◆ O QUE FAZER: Copie literalmente o trecho sobre o discurso do Papa Francisco, desde "O Papa também" até "estes convites espirituais.", inclusive.

◆ TRECHO DO DOCUMENTO:

================================

Mas logo ao iniciar,
Francisco dirigiu seu pensamento à Abadia de Pannonhalma, “centro espiritual
palpitante” do país e onde, há três meses, as diferentes Igrejas se encontraram
para refletir, rezar “uns pelos outros, e trabalhar unidos na caridade, uns com
os outros, por este mundo que Deus tanto ama. Tal é o caminho mais concreto
para a plena unidade.”
O Papa também disse
apreciar o imenso esforço dos irmãos na fé de Abraão em “derrubar os muros de
separação do passado”:
Vós, judeus e cristãos, quereis ver no outro, já não um estranho
mas um amigo, já não um adversário mas um irmão. Esta é a mudança de perspetiva
abençoada por Deus, a conversão que abre novos começos, a purificação que
renova a vida. As festas solenes de Rosh Hashanah e do Yom Kippur, que ocorrem
neste período e para as quais formulo os melhores votos, são ocasiões de graça
para renovar a adesão a estes convites espirituais.
Quem segue a Deus é
chamado a deixar: Deus tem um projeto de paz
O Deus de nossos pais –
disse Francisco – sempre abre novos caminhos e deseja nos conduzir “dos
desertos áridos da aversão e da indiferença para a ansiada pátria da comunhão”:
Quem segue a Deus é chamado a deixar. A nós, é pedido que
deixemos as incompreensões do passado, as pretensões de nós termos razão e os
outros estarem errados, para nos pormos a caminho rumo à sua promessa de paz,
porque Deus sempre tem projetos de paz, nunca de desventura.
Trabalho conjunto e
promoção da fraternidade para vencer surtos de ódios
O Papa então se refere à
Ponte das Correntes, “que liga as duas partes desta cidade: não as funde numa
só, mas mantém-nas unidas. Assim devem ser os laços entre nós”:
Sempre que houve a tentação de absorver o outro, em vez de
construir, destruiu-se; e o mesmo se verificou quando se quis colocá-lo num
gueto, em vez de o integrar. Quantas vezes aconteceu isto na história! Devemos
estar vigilantes e rezar para que não volte a suceder. Devemos empenhar-nos em
promover juntos uma educação para a fraternidade, a fim de que não prevaleçam
os surtos de ódio que a querem destruir. Penso na ameaça do antissemitismo, que
ainda serpeja na Europa e não só; é uma fagulha que deve ser apagada.

================================

◆ MATERIAL FORNECIDO:
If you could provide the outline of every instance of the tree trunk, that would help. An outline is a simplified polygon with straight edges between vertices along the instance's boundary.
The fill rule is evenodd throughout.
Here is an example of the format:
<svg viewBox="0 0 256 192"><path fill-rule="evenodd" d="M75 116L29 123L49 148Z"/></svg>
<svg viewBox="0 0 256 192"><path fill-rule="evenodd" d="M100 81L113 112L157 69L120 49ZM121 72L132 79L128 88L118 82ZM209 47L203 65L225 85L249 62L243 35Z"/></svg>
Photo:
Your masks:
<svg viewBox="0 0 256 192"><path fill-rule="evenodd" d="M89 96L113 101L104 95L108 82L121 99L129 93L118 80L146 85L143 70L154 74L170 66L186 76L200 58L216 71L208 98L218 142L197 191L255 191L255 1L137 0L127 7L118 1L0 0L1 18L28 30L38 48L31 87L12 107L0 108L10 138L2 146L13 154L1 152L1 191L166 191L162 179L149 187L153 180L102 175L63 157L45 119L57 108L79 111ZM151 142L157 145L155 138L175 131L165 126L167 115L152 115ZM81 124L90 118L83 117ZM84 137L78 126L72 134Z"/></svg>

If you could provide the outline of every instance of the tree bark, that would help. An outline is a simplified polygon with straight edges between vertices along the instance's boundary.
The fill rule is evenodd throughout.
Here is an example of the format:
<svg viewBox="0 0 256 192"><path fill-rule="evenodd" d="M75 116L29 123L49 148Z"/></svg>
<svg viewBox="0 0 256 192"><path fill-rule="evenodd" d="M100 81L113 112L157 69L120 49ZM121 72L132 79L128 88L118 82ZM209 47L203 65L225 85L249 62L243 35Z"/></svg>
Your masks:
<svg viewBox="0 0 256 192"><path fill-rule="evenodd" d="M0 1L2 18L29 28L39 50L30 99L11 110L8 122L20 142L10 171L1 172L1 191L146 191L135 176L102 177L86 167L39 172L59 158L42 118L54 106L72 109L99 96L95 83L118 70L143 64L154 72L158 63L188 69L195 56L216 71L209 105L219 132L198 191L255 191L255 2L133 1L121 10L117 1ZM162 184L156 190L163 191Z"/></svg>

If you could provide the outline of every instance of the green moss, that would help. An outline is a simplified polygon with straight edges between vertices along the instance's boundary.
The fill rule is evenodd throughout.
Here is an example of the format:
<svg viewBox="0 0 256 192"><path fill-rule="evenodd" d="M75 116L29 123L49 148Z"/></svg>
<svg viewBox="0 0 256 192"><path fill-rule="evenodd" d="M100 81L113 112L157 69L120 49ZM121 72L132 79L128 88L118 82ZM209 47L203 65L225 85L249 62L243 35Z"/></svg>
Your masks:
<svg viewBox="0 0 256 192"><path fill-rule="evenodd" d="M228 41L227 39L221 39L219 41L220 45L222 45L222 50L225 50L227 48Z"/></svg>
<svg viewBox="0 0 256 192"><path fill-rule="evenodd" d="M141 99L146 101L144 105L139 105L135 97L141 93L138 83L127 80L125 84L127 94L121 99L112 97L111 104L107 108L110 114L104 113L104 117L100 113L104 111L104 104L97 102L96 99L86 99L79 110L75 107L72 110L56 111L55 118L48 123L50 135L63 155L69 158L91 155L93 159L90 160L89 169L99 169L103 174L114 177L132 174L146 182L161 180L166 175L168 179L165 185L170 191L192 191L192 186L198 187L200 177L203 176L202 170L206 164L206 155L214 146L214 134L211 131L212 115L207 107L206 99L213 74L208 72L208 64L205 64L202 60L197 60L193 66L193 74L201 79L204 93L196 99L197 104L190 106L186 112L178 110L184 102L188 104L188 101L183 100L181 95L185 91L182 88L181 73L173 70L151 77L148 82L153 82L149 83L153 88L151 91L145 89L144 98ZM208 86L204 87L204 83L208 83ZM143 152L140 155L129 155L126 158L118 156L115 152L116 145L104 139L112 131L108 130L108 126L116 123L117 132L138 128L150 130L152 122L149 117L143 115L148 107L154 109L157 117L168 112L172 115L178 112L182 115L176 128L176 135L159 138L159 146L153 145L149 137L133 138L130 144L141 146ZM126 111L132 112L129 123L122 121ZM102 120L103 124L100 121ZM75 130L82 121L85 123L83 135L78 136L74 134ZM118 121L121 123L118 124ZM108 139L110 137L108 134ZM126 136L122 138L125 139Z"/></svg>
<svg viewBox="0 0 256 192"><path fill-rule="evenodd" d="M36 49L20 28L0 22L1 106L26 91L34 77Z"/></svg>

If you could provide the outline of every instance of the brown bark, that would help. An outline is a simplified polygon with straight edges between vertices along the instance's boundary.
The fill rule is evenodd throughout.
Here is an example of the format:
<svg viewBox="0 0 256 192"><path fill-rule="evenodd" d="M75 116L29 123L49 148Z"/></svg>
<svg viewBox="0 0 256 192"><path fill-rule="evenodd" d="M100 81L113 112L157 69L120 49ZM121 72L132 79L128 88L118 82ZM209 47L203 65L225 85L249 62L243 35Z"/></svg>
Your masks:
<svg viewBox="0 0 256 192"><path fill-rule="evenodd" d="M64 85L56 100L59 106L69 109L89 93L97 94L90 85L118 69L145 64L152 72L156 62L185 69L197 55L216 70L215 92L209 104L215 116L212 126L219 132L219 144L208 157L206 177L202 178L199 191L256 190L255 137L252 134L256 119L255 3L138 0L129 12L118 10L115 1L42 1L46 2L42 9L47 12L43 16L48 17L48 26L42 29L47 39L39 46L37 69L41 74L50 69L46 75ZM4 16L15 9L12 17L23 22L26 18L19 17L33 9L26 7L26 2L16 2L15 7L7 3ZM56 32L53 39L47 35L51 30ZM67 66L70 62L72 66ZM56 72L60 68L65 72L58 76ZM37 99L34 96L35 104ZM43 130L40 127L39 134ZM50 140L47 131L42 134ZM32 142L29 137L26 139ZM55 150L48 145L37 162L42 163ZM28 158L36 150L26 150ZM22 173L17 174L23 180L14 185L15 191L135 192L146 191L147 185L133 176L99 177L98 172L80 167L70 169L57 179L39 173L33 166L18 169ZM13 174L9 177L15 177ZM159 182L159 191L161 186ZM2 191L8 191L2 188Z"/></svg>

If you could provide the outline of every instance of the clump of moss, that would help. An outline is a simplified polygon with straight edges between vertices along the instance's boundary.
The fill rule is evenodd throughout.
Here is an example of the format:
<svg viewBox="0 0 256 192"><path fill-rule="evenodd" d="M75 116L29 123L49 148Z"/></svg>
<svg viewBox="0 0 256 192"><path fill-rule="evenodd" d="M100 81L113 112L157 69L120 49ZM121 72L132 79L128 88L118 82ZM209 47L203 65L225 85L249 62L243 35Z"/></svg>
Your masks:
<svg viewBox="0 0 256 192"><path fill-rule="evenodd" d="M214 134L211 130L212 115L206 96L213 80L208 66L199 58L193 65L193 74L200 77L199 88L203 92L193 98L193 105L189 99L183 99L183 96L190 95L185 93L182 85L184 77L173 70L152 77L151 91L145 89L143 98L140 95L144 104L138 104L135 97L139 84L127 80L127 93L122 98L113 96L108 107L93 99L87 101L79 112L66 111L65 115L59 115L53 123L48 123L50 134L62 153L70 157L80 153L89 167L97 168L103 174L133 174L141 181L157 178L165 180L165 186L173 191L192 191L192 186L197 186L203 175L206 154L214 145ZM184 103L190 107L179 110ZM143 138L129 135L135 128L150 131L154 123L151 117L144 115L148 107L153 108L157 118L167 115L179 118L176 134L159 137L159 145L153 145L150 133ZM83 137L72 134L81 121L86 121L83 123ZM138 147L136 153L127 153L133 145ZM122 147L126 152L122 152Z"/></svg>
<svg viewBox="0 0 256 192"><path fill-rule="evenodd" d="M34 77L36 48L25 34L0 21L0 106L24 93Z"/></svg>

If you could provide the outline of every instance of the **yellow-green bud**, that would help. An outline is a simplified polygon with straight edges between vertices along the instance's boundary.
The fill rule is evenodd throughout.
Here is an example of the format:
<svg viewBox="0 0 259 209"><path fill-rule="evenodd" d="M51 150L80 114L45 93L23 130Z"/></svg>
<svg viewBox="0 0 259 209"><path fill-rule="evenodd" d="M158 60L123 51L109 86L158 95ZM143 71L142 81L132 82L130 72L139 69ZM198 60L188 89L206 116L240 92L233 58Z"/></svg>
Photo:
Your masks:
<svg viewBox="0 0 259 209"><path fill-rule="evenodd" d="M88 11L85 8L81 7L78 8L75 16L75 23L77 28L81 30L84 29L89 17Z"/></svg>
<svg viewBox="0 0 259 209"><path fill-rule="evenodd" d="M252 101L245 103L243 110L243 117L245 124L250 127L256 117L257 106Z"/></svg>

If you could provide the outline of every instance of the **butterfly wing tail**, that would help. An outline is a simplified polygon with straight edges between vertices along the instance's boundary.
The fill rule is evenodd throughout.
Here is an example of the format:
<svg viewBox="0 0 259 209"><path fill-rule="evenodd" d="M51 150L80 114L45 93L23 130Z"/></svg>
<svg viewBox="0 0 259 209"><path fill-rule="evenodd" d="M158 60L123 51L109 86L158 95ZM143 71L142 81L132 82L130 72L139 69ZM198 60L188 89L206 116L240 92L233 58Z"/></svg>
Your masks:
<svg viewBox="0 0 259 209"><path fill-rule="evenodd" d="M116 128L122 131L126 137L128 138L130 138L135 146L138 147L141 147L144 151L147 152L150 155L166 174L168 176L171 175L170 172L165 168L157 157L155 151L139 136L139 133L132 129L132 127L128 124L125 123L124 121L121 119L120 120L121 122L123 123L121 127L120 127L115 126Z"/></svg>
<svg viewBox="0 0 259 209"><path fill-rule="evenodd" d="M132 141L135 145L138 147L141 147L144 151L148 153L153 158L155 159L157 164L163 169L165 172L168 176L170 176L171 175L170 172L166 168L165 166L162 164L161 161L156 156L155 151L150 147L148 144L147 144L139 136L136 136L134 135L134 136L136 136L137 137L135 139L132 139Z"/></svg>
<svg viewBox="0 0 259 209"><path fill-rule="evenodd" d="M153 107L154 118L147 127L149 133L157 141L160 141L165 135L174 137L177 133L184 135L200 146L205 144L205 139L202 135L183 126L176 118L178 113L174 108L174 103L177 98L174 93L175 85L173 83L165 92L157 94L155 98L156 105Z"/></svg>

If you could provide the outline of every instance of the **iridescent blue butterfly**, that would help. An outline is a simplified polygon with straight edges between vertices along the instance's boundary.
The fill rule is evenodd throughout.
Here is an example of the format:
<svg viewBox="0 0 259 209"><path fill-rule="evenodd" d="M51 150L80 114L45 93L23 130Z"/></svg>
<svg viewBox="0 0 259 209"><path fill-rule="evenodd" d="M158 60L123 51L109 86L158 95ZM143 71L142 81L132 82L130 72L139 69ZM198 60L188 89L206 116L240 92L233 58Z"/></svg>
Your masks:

================================

◆ EXERCÍCIO RESOLVIDO:
O Papa também disse
apreciar o imenso esforço dos irmãos na fé de Abraão em “derrubar os muros de
separação do passado”:
Vós, judeus e cristãos, quereis ver no outro, já não um estranho
mas um amigo, já não um adversário mas um irmão. Esta é a mudança de perspetiva
abençoada por Deus, a conversão que abre novos começos, a purificação que
renova a vida. As festas solenes de Rosh Hashanah e do Yom Kippur, que ocorrem
neste período e para as quais formulo os melhores votos, são ocasiões de graça
para renovar a adesão a estes convites espirituais.